◆ TASK INSTRUCTIONS ◆
Exact transcription begins at the first line of the material below and ends with the line holding "TARGET: coarse grey fur"; pictures are skipped.

◆ SOURCE INFORMATION ◆
⟨
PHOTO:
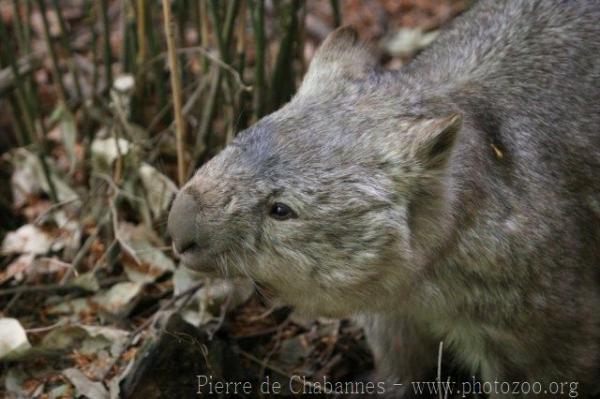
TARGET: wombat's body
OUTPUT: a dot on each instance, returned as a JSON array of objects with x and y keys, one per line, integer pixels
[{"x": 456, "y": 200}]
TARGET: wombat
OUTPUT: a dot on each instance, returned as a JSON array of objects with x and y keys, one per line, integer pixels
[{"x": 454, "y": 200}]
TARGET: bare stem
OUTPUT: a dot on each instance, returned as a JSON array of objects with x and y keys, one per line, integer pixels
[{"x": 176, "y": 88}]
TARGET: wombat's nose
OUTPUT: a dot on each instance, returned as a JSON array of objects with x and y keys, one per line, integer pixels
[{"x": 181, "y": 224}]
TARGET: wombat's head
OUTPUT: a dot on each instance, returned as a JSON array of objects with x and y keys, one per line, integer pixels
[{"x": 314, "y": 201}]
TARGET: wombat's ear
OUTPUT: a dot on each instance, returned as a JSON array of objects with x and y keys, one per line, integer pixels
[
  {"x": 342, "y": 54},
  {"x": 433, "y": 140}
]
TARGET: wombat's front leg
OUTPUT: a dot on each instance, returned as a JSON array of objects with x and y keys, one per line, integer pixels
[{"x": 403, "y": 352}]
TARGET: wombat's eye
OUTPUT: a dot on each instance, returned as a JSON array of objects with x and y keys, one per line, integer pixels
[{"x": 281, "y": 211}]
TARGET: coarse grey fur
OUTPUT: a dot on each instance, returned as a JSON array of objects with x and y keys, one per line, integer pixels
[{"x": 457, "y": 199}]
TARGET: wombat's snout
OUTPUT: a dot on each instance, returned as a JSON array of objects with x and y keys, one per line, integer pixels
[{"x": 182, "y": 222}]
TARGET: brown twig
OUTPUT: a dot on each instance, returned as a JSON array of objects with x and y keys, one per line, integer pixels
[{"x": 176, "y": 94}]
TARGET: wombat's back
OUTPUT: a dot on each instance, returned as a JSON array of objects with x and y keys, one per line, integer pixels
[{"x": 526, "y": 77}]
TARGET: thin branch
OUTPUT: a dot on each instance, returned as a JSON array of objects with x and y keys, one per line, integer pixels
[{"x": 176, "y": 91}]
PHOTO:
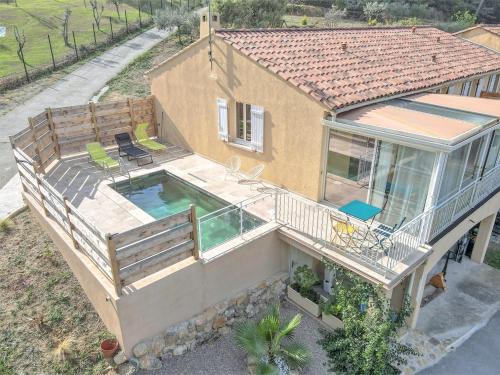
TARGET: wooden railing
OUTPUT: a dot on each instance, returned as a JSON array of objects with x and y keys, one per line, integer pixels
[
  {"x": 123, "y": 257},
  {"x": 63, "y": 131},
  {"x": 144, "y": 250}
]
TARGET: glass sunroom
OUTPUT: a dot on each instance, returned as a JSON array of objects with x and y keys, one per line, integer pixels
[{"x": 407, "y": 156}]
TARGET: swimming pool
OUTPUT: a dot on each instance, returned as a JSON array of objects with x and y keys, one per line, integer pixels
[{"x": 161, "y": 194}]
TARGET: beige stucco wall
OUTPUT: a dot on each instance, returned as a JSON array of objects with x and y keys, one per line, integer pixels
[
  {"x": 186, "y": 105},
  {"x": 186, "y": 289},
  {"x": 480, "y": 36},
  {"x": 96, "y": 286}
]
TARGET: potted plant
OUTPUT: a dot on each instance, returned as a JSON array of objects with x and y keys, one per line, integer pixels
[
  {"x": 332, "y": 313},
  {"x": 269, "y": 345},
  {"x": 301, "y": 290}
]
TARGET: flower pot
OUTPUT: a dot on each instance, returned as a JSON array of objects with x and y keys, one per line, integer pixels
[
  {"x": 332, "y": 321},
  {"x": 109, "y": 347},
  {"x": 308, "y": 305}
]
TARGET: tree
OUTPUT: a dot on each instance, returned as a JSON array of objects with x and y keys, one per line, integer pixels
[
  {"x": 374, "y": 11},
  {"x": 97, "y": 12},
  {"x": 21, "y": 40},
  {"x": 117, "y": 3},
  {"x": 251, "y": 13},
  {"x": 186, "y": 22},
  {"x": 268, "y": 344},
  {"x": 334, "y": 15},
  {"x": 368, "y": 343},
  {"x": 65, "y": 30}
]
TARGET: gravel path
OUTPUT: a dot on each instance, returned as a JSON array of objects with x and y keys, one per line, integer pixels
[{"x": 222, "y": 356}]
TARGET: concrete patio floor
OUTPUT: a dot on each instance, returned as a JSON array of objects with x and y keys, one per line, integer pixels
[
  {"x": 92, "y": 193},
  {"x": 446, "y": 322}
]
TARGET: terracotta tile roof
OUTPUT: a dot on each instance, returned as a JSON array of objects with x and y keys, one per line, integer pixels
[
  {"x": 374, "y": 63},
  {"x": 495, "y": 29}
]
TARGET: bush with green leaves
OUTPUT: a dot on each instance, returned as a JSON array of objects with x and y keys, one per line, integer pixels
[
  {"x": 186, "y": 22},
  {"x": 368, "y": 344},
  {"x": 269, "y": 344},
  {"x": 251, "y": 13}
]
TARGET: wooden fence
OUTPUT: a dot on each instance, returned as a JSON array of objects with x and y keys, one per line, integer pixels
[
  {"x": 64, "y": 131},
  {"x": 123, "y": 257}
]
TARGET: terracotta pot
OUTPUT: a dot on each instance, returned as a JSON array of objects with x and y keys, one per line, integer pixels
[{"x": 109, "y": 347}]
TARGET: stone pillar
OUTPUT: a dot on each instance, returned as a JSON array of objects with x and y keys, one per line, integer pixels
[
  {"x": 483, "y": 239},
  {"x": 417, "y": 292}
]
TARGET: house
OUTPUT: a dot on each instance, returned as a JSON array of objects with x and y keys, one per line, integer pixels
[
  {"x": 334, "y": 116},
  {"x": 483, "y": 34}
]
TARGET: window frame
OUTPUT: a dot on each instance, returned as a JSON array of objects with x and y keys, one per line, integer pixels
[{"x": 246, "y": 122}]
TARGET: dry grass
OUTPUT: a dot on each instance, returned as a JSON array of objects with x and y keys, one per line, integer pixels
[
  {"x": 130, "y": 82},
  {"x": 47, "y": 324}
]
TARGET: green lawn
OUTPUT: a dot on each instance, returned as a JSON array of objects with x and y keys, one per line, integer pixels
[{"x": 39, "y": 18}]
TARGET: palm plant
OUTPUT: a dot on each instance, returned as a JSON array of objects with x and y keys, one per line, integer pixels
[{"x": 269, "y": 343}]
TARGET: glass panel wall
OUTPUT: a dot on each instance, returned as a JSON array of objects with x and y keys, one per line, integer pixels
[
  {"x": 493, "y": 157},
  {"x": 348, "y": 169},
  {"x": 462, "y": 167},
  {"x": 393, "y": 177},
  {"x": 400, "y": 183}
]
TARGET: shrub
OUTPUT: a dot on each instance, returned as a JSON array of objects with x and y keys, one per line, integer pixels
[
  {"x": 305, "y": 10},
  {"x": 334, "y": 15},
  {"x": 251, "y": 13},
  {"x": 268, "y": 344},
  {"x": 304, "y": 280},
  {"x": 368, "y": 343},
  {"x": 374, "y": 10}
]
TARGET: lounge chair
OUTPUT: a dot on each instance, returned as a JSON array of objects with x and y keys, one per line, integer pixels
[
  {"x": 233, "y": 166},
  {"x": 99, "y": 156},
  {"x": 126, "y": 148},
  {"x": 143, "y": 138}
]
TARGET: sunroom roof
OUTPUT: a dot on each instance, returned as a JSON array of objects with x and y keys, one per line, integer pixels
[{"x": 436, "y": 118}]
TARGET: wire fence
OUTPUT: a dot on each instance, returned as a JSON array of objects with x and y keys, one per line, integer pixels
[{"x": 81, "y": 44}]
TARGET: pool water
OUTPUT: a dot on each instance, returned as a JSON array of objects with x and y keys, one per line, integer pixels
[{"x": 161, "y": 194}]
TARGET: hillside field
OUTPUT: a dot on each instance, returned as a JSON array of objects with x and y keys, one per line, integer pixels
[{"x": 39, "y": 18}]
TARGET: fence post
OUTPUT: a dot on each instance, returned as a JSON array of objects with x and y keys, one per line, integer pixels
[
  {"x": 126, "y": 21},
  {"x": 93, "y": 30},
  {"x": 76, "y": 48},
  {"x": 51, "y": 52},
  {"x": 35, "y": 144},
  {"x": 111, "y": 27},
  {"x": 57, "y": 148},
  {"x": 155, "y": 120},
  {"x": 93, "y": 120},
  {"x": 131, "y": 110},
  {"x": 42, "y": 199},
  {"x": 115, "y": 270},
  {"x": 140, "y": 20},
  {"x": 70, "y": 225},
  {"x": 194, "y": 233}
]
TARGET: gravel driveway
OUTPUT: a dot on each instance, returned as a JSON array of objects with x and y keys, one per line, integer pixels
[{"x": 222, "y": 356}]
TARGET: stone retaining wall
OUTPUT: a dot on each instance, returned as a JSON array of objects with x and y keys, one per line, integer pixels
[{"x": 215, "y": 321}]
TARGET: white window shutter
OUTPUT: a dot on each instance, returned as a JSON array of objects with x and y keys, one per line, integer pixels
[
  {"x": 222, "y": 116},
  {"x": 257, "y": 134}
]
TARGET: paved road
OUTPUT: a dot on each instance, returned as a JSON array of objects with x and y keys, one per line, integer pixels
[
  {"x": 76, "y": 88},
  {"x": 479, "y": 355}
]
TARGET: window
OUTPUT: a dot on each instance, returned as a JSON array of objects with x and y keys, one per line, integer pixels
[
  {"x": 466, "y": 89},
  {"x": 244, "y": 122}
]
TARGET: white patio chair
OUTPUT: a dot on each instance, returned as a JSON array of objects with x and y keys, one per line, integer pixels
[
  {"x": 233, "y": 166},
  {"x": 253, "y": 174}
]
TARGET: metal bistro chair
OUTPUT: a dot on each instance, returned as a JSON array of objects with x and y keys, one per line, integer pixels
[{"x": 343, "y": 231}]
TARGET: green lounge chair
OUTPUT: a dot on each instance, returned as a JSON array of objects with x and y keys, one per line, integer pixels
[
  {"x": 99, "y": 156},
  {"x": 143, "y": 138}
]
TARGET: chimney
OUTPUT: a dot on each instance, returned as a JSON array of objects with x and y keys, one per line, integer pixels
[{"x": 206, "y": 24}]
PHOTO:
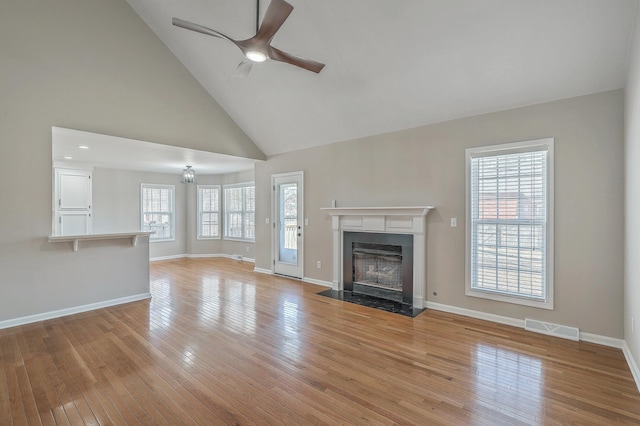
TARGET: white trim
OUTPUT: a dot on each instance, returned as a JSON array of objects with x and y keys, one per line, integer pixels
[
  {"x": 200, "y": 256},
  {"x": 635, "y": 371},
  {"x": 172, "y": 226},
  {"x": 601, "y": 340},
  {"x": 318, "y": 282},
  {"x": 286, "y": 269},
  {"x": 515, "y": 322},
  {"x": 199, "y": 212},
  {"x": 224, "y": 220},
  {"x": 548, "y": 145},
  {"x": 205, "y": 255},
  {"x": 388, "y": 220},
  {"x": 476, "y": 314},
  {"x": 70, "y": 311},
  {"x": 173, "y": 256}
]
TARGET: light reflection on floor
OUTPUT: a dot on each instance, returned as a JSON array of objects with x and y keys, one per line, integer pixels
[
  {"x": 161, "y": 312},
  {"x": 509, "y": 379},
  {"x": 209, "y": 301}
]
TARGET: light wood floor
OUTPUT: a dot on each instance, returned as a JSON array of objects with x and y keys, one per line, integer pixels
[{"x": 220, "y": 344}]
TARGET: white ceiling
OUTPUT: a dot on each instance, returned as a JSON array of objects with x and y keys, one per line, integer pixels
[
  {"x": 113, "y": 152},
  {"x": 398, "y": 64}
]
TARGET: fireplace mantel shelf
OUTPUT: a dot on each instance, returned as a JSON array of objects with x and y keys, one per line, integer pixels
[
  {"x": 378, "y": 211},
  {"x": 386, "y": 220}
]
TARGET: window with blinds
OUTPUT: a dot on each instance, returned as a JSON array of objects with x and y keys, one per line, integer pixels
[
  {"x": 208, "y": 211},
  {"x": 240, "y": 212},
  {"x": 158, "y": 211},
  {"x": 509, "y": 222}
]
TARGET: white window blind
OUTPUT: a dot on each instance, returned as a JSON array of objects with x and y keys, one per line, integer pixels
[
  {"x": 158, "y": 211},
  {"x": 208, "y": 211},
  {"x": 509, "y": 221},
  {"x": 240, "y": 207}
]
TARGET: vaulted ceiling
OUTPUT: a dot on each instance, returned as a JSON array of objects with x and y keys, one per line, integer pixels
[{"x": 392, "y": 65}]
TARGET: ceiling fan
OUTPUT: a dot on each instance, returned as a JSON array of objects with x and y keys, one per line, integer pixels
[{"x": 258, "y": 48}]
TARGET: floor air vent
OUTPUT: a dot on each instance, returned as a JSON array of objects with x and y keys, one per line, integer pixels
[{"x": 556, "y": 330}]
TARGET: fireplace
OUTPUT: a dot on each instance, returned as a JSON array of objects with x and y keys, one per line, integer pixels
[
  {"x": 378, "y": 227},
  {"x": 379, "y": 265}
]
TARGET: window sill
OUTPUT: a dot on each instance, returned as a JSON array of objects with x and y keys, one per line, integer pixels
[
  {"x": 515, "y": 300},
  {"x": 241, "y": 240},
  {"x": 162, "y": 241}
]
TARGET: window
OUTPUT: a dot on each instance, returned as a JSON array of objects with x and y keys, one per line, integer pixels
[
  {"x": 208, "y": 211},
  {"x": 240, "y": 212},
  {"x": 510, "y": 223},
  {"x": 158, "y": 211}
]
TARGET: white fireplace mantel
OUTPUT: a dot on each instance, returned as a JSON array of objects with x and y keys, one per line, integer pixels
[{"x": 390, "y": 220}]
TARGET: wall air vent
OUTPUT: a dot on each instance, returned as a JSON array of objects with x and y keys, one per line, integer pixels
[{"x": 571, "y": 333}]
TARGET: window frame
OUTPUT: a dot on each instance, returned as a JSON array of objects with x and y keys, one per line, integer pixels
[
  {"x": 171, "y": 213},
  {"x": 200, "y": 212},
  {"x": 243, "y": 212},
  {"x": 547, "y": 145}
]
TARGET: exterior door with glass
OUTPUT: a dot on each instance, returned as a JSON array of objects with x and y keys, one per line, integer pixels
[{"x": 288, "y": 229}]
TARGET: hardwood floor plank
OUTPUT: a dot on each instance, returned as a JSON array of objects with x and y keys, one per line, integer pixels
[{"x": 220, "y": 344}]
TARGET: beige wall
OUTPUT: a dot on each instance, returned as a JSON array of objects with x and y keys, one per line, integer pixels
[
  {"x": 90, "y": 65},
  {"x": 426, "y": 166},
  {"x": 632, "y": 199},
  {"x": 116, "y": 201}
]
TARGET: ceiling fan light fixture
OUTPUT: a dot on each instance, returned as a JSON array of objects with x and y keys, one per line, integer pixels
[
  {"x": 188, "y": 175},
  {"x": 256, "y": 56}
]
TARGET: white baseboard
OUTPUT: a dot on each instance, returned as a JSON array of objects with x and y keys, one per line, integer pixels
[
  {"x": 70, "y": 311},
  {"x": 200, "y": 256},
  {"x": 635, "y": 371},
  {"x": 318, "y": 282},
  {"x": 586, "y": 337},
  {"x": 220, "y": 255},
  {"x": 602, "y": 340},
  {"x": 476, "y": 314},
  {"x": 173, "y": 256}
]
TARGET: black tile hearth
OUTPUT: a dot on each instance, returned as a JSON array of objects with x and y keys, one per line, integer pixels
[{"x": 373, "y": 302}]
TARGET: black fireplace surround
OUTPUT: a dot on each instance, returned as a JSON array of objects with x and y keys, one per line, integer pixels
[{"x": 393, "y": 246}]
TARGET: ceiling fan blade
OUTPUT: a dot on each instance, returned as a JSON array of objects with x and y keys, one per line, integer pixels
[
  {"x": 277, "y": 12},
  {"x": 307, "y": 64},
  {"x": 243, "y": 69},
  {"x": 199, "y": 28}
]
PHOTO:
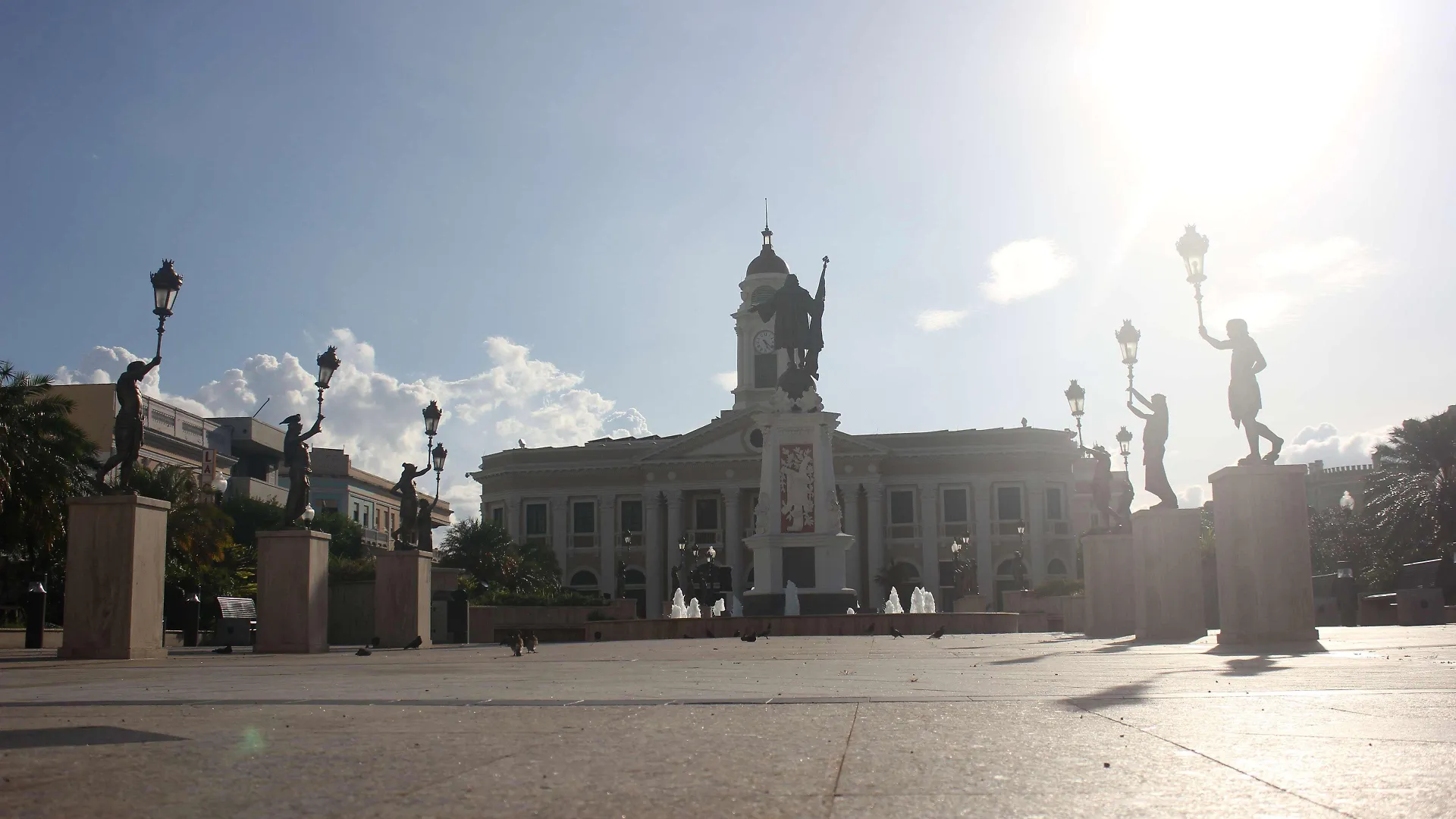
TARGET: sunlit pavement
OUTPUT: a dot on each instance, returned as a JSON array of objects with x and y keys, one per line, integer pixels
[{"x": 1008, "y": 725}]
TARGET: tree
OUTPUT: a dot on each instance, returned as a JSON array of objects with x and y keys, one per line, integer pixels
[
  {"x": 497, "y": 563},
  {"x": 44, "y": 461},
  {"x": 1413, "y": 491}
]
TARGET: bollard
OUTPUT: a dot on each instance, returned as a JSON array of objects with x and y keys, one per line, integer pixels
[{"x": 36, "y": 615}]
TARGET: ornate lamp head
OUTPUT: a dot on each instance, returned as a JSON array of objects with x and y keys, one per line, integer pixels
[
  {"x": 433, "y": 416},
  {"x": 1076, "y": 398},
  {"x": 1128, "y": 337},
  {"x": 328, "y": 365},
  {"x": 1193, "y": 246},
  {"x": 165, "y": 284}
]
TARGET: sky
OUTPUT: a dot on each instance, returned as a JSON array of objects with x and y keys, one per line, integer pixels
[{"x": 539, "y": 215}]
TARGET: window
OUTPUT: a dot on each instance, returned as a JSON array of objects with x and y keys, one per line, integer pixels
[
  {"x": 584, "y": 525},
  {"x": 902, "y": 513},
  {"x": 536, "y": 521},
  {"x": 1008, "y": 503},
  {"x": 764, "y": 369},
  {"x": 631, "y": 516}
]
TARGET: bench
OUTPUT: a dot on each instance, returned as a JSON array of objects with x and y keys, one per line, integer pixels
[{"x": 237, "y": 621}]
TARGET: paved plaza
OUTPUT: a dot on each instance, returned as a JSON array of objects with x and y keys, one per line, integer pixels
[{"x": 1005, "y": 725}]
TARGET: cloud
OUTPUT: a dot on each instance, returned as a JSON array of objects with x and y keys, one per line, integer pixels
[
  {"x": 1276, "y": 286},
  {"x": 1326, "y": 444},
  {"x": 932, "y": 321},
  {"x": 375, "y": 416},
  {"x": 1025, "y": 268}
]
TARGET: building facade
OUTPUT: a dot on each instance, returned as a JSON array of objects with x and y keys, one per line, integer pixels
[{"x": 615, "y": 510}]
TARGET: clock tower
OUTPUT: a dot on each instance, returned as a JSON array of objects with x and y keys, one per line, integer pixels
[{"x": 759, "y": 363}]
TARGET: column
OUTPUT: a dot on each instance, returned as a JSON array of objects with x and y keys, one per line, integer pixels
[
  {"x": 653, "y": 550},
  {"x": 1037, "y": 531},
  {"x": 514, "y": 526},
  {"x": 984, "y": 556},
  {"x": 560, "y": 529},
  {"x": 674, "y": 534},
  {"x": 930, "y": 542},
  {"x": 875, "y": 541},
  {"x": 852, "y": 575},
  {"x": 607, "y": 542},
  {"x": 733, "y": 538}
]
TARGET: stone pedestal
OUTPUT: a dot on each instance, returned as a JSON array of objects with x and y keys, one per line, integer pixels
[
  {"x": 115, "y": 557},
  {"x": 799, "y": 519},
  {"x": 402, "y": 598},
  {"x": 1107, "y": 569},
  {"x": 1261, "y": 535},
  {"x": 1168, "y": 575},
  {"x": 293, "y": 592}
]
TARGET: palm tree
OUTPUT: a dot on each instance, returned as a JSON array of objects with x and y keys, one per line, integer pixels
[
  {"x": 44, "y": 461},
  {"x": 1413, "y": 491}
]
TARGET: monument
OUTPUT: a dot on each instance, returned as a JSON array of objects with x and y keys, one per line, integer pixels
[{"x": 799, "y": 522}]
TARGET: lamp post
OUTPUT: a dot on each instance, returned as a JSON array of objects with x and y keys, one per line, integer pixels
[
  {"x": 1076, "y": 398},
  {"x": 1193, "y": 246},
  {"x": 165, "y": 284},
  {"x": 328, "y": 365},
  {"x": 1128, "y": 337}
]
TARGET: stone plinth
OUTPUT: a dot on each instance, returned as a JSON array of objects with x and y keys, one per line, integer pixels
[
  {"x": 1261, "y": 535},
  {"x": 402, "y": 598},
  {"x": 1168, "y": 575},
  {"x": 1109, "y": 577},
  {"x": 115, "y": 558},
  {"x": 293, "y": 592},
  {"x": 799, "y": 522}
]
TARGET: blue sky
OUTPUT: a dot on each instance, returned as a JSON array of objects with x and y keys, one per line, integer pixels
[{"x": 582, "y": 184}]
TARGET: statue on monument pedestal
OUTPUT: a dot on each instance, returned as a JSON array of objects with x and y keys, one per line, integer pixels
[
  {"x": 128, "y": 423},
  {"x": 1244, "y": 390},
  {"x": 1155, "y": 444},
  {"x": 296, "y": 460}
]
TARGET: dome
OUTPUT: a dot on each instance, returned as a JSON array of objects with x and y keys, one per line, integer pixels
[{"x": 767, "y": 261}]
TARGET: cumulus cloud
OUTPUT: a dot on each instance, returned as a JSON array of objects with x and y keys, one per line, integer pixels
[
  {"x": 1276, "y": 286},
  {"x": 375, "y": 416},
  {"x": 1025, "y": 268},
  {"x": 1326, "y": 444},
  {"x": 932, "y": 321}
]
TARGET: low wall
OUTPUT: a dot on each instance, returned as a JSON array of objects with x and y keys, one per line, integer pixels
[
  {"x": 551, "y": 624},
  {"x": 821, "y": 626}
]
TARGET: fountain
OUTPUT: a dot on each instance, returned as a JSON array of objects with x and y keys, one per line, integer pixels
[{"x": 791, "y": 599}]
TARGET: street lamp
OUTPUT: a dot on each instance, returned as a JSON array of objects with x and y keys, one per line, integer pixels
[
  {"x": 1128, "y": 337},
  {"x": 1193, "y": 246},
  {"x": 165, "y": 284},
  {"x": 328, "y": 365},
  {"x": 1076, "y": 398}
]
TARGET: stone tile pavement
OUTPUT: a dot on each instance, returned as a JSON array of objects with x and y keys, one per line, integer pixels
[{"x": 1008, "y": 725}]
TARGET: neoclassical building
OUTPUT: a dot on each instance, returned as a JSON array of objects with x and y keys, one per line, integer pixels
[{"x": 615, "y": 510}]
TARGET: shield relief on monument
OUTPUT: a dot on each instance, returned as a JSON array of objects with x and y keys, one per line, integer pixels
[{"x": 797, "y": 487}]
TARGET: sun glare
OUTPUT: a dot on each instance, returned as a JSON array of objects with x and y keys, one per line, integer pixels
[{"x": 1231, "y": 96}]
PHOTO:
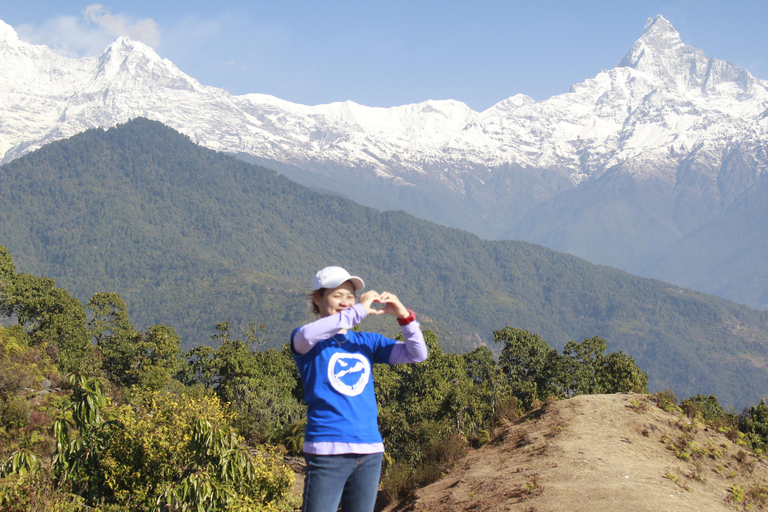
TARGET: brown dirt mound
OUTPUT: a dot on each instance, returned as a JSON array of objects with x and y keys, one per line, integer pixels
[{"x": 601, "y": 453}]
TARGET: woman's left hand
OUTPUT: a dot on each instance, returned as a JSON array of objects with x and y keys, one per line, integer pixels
⟩
◆ TASK SOLUTION ◆
PHOTO:
TARGET: wombat's body
OUTPUT: a dot on each instance, returned as a JSON array of objects with x and y keys, one per line, integer pixels
[{"x": 456, "y": 200}]
TARGET: wombat
OUTPUT: a dot on each instance, returned as a JSON array of objects with x and y keys, one per line, integer pixels
[{"x": 454, "y": 200}]
TARGET: bare stem
OUTPUT: a dot on each instance, returned as a JSON array of objects with x and y keys, one per line, integer pixels
[{"x": 176, "y": 88}]
TARGET: wombat's nose
OUTPUT: a dot on each instance, returned as a JSON array of objects with x and y keys, one per line, integer pixels
[{"x": 181, "y": 224}]
TARGET: wombat's head
OUTPUT: a dot on each instance, returned as a JSON array of objects with x and y keys, one per line, integer pixels
[{"x": 314, "y": 201}]
TARGET: wombat's ear
OUTPUT: a dot on each instance, returned as a JSON array of objects with x and y keys, one per line, integer pixels
[
  {"x": 342, "y": 54},
  {"x": 433, "y": 140}
]
TARGET: wombat's front leg
OUTPUT: a dot on each instance, returned as a JSON array of objects with x and y keys, one per line, integer pixels
[{"x": 403, "y": 352}]
TARGET: wombat's eye
OUTPUT: a dot on each instance, returned as a JSON array of objects with x and y keys, one per line, integer pixels
[{"x": 281, "y": 211}]
TARGET: coarse grey fur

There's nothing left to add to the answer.